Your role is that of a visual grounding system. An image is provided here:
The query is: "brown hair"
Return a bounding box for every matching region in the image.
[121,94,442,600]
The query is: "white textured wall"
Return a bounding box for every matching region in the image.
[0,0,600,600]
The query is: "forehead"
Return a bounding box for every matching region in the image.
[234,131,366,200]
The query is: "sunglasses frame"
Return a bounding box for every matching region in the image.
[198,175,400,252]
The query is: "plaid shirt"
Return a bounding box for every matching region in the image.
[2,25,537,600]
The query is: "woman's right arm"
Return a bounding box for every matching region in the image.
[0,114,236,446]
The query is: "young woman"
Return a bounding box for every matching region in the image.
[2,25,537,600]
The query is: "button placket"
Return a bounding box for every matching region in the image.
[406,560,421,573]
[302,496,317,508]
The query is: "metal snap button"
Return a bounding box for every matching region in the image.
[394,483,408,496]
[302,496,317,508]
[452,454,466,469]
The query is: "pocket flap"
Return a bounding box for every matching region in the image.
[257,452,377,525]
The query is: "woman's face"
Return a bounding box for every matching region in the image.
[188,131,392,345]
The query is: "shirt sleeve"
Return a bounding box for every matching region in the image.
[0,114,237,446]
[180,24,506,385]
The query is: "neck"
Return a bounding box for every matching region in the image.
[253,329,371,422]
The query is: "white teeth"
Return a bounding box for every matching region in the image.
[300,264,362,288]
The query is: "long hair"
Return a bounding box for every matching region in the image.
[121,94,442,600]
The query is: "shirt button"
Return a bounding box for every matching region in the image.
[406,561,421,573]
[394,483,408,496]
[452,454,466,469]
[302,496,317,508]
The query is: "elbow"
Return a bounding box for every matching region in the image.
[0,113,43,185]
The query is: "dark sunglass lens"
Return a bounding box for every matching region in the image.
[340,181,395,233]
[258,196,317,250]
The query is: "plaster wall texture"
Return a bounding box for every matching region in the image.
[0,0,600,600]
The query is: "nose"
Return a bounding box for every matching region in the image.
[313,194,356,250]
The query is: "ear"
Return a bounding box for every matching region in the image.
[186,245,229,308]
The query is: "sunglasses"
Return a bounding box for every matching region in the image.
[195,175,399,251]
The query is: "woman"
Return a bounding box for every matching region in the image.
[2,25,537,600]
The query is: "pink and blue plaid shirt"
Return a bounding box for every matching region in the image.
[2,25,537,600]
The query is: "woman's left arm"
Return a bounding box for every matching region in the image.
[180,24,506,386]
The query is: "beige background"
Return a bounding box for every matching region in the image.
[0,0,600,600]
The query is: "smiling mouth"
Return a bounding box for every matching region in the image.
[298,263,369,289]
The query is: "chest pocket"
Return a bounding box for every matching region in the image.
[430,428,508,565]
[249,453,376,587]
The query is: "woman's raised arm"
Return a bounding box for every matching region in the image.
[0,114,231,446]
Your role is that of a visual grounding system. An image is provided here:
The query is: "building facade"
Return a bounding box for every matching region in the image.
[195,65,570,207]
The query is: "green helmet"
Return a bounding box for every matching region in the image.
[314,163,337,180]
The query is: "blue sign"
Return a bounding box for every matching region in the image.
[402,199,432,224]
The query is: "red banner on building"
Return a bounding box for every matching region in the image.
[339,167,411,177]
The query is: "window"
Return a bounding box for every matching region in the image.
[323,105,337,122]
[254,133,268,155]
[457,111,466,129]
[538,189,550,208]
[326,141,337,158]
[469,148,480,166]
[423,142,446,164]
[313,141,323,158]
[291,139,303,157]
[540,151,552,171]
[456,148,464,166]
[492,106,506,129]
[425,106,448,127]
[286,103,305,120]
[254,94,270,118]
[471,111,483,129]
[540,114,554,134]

__________________________________________________

WHAT IS BEING ASKED:
Locate every line in the records above that contains the string "hair", matching case exactly, and copy each of those lines in full.

REPLY TO THE TASK:
The query is: "brown hair"
The query is: "long hair"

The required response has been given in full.